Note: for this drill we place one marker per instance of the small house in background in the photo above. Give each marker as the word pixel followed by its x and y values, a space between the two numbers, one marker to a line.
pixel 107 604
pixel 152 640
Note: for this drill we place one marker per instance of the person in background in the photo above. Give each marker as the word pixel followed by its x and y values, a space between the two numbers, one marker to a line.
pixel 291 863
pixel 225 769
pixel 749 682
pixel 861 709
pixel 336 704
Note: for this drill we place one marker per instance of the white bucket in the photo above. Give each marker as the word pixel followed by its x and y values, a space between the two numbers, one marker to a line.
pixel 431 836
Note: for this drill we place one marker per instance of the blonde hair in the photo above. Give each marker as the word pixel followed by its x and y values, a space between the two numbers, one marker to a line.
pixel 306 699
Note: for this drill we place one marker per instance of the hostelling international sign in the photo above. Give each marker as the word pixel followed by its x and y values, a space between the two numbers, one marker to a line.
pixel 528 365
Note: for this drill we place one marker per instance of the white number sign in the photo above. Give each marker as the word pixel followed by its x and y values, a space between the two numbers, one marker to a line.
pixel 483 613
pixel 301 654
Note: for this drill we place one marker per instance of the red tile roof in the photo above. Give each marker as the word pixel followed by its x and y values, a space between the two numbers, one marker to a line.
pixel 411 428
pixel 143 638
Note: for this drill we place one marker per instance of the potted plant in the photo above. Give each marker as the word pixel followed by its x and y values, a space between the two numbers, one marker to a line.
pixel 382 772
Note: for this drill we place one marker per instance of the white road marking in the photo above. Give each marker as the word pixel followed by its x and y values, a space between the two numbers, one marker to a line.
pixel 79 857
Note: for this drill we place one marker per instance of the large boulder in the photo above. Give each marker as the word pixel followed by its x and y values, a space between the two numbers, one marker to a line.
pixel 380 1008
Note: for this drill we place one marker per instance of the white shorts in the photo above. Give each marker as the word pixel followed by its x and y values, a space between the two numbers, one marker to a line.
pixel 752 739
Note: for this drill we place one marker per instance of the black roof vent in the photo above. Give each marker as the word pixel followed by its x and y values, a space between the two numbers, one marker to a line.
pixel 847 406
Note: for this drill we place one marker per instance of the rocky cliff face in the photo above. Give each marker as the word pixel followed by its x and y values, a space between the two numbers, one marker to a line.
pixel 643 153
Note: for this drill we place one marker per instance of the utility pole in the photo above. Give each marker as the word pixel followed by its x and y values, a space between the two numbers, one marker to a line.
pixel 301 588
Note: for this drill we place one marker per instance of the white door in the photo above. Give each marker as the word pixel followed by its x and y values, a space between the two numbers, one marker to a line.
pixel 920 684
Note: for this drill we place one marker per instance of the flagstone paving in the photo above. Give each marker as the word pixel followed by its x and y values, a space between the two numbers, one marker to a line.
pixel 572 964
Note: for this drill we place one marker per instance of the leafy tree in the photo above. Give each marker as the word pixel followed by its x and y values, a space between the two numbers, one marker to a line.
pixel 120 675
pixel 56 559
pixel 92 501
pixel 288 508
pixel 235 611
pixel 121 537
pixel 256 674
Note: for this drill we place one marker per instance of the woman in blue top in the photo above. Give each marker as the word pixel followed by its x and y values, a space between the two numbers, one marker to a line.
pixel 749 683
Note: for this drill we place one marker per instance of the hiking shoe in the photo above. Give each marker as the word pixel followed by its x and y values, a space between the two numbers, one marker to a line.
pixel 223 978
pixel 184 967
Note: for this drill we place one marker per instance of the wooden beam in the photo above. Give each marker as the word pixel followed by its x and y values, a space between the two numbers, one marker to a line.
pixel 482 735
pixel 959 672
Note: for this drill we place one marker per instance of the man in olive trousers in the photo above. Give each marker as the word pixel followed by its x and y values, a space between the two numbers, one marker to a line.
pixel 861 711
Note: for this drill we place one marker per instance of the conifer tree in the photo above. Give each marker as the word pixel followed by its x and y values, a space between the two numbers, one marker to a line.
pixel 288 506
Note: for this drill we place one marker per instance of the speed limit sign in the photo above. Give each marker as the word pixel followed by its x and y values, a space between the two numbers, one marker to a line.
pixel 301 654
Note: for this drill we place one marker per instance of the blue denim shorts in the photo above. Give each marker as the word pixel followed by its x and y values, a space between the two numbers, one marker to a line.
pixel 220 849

Assignment => The data above is to be returned exactly, with nothing altered.

Problem solution =>
Note: for this drill we place one marker per instance of the small house in background in the photo above. Give each marker as the word pixel followed by its x and y values, a space between the two numbers, one marker to a line.
pixel 107 604
pixel 152 640
Note: for this drill we place one marker per instance of the person in background in the photo above. Give each marker as the word pixel followed by its x and y values, a space between the two numbers, one marker to a line.
pixel 291 863
pixel 225 769
pixel 749 682
pixel 861 709
pixel 336 704
Note: for this drill we place one marker per instance of the white bucket in the photo above. Give each marker as the word pixel followed by its x and y values, a space between the two numbers, one marker to a line.
pixel 431 836
Note: for this drill we place one marker per instance of the blonde hair in the photo above. Give each marker as the word pixel followed by its x and y values, a space between the two numbers, one marker to a line.
pixel 306 699
Note: for this drill we place one marker per instance of the hostelling international sign in the photo above. Give each marker as the word pixel followed by its x and y values, a space between the two numbers, one marker to a line.
pixel 528 365
Note: for this drill we place one marker per instance of the white number sign in the photo above. Give each marker as the word pixel followed by its x and y values, a space between the two numbers, one marker to a line.
pixel 483 613
pixel 301 654
Note: for this drill we place one marker per instance of the red tile roof in the photo above. Give each marker as the word pixel followed by its x and y values, a space between the two numbers, one marker to a line.
pixel 411 428
pixel 143 638
Note: for this drill we place one marker per instance of the potted plant in the photo above. Give each marker as the word pixel followed by its x and y values, a space between the two numbers, one marker to a line.
pixel 382 772
Note: for this drill we place one marker per instance of the white road marking in the photo above. Give each marker as the word pixel followed by its x and y values, a space between the two numbers, one marker to a line.
pixel 79 857
Note: for this drill we place one marker per instance of the large boulder in the photo above. Give each marker as the word pixel followed by its x and y values, a space between the two numbers, one marker to a line.
pixel 380 1008
Note: for this drill we place one marker per instance of the white shorts in the photo above. Give each marker as the word pixel followed by its x and y values, a space between the two numbers, one marker to a line.
pixel 752 739
Note: for this drill we place one marker per instance of the black roof vent in the photo above. Give each marker as the word pixel followed by its x and y values, a space between the two numbers, one marker to a line.
pixel 847 406
Note: for this drill we place one marker per instance of the rocky cliff face in the photo above. Give each marker as the word pixel followed by its x and y values, a space between the two numbers, one marker to a line.
pixel 643 153
Note: for this drill we place one marker per instance of the utility pole in the photo above. Give each marker as the word pixel followed by its x and y values, a space between the two numbers, one marker to a line.
pixel 301 588
Note: for this drill we place one marker per instance of the white door in the photo above. Give each marker as the word pixel followed by its x and y values, a space between the two numbers, one marker to a line.
pixel 920 684
Note: for this drill we place one marker per instance of the flagstone paving in the photo above. Give each marker as the word pixel followed by its x and y values, a space between the two numbers, one marker to a line.
pixel 572 964
Note: for this drill we place one marker per instance of the leafy tree in the photo above. Give each marker as the word pixel followed by its x and y values, a space between the two numbers, one marker to a line.
pixel 120 675
pixel 56 559
pixel 92 501
pixel 288 508
pixel 235 611
pixel 121 537
pixel 256 674
Note: for this drill we place one marker per instance of the woman in blue top in the photo above. Give each marker as the word pixel followed by its x and y values, a space between the two numbers, one marker to a line.
pixel 749 683
Note: for this drill we place one marker per instance of the hiking shoe in the photo above. Give each marker as the word pixel followed by its x and y values, a space between the two numbers, one marker to a line.
pixel 223 978
pixel 184 967
Note: for this drill we place one marker per instance of the wooden beam in the photo above. Give each marker as the word pixel followed by its x and y values, a space between the two numbers, one marker to a line.
pixel 482 735
pixel 959 672
Note: for this drill we place one marker per instance of the man in olive trousers in the photo above. Give each marker as the word pixel followed by its x and y values, a space between the two numbers, one marker to a line.
pixel 861 711
Note: for this drill we place one marker per instance of the conifer tree in the photo above. Give each marker as the word pixel followed by its x and y values, a space between the two numbers, one marker to a line.
pixel 288 506
Note: for this drill we place one marker per instance of the speed limit sign in the photo above. Give each marker as the word pixel followed by its x and y values, a space between the two numbers, one marker to a line.
pixel 301 654
Note: for this drill we place one marker per instance of the blue denim shorts in the photo above. Give each marker as the word pixel followed by its x and y values, a space between the two numbers, one marker to a line.
pixel 220 849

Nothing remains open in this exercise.